> **PROMPT**
How many lines of the records below contain the string "bridge"? Case matters, and the reply should be only the number.
* begin RECORDS TO PROCESS *
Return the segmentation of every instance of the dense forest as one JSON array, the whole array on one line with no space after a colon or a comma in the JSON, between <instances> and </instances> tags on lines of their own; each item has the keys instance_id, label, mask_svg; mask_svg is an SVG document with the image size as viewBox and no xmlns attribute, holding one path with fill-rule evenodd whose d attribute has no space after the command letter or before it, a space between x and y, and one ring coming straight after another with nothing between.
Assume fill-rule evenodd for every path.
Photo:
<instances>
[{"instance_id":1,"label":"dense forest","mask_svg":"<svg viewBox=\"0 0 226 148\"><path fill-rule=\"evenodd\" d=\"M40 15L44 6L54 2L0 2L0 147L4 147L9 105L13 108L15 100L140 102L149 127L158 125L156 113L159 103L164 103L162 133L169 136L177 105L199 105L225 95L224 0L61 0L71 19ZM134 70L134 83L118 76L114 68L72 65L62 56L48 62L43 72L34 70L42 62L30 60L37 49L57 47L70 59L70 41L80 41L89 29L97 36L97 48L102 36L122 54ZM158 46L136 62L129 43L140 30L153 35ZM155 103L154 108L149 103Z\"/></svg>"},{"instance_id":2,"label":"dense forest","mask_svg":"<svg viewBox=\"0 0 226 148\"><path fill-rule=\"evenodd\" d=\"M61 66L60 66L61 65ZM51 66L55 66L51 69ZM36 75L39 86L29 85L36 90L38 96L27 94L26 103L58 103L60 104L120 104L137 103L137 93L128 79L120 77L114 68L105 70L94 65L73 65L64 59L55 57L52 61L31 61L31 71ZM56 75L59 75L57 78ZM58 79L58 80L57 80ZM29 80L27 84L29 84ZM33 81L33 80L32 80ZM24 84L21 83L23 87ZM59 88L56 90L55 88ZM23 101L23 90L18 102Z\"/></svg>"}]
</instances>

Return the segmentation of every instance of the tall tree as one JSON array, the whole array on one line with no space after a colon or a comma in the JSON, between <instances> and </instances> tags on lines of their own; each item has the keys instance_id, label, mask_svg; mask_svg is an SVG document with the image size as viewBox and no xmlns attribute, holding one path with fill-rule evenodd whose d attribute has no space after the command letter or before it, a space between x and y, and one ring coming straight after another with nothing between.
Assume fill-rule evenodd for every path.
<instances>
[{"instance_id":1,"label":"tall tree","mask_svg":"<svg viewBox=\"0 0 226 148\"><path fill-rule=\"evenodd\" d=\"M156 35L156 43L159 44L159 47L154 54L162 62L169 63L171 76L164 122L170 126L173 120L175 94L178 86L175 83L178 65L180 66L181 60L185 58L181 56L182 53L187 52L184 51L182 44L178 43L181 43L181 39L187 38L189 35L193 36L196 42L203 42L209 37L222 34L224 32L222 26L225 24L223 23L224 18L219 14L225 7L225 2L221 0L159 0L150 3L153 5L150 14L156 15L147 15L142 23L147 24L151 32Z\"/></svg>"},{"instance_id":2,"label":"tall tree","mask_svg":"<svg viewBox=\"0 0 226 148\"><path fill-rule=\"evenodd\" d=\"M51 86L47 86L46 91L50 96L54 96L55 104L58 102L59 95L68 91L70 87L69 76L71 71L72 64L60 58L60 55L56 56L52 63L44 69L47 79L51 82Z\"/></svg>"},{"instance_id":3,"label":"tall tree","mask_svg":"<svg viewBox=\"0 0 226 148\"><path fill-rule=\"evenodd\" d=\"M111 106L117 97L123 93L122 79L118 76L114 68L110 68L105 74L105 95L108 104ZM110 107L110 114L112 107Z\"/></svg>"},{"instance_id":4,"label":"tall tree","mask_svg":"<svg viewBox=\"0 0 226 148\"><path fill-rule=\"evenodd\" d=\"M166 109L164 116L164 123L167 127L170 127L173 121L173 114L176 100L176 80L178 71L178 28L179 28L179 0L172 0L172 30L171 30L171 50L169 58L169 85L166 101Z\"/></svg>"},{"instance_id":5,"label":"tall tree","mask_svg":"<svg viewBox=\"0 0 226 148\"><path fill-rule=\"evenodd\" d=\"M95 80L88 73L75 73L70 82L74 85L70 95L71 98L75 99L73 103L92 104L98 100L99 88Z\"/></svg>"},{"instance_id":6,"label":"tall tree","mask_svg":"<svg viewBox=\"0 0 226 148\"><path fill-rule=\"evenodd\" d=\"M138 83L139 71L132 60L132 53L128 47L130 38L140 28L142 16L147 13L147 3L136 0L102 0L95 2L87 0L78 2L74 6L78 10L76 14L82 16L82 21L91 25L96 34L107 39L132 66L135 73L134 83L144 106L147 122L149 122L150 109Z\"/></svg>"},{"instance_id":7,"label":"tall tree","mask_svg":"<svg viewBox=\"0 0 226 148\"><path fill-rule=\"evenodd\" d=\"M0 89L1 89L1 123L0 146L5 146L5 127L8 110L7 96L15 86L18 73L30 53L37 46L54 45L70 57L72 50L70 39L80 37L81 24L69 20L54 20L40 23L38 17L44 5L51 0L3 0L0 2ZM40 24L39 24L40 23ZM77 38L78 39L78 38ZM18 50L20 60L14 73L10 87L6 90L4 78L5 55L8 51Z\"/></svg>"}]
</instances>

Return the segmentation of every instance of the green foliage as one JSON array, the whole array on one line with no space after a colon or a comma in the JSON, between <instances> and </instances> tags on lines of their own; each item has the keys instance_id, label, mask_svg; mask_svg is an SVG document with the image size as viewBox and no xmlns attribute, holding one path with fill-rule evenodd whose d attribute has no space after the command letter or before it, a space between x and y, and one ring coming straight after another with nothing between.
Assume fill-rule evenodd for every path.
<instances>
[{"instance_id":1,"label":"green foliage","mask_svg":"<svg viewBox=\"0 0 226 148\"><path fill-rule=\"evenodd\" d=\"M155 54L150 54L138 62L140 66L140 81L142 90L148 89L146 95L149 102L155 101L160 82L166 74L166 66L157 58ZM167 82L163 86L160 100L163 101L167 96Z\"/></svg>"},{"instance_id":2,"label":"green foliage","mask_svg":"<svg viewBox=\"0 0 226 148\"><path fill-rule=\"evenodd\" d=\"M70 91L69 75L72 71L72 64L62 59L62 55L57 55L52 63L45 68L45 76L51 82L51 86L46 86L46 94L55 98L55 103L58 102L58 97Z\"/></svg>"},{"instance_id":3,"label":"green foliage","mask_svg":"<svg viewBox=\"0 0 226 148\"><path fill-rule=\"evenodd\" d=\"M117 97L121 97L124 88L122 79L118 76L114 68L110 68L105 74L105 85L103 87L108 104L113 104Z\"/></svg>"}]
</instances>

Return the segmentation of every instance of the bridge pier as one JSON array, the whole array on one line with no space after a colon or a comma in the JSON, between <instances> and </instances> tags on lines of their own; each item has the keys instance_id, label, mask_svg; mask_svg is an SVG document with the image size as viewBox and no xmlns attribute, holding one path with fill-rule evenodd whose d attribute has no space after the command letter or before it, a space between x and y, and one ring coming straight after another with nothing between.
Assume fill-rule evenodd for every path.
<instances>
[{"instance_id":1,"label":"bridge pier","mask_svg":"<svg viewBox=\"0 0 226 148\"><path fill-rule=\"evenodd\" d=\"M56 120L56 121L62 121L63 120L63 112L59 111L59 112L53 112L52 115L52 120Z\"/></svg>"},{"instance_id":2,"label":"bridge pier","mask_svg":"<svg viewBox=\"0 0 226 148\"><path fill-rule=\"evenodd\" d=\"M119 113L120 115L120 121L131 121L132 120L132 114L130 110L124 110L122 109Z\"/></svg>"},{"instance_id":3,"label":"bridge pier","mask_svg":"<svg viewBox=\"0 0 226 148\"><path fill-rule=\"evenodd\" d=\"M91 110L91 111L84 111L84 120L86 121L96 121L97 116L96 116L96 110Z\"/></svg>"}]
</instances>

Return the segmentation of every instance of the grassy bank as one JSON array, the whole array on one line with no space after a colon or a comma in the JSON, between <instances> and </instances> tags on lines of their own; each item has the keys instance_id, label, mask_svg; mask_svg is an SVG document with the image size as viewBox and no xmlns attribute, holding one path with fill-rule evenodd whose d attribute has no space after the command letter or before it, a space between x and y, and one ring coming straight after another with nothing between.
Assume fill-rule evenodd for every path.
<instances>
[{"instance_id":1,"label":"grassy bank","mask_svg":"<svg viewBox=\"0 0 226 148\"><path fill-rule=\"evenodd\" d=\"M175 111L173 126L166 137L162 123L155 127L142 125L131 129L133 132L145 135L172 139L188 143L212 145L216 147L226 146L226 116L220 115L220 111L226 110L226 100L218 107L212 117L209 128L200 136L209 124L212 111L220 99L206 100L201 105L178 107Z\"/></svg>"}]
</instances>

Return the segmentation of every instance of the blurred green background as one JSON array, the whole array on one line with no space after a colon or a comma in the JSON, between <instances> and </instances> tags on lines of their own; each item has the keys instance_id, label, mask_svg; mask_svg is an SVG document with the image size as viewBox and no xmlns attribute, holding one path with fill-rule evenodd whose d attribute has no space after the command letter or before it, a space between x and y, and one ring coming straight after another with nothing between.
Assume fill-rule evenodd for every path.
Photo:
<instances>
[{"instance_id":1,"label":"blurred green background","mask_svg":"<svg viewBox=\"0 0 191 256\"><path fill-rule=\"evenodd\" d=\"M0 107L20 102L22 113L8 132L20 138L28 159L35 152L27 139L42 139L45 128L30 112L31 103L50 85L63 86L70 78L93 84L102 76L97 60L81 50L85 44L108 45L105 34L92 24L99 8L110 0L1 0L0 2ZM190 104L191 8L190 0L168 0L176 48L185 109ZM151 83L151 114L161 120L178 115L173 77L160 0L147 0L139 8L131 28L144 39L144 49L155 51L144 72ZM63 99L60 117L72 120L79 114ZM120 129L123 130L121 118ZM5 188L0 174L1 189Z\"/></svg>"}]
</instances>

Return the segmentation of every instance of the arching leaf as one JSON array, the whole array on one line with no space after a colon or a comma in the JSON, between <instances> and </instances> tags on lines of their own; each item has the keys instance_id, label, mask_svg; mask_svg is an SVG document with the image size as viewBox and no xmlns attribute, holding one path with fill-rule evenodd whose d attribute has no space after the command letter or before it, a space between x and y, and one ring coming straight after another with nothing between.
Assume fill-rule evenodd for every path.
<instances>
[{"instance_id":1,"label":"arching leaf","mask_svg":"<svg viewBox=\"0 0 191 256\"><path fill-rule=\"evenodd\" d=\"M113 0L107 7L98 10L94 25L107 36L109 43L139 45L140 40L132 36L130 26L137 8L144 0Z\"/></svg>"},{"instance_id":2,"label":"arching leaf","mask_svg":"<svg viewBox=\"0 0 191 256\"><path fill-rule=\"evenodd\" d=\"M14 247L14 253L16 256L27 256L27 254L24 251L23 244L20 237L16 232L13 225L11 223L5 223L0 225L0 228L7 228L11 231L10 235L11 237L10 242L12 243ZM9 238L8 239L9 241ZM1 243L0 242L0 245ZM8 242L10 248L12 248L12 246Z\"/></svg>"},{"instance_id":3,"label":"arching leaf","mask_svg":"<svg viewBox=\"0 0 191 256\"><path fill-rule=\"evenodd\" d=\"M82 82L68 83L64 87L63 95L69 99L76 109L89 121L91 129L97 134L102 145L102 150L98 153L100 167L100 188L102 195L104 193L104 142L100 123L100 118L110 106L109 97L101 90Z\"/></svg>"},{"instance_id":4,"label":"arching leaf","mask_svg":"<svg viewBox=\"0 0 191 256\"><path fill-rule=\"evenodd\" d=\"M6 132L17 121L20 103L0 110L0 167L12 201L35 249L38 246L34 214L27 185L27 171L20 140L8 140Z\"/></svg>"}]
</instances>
* end RECORDS TO PROCESS *
> **RESULT OF THIS TASK**
2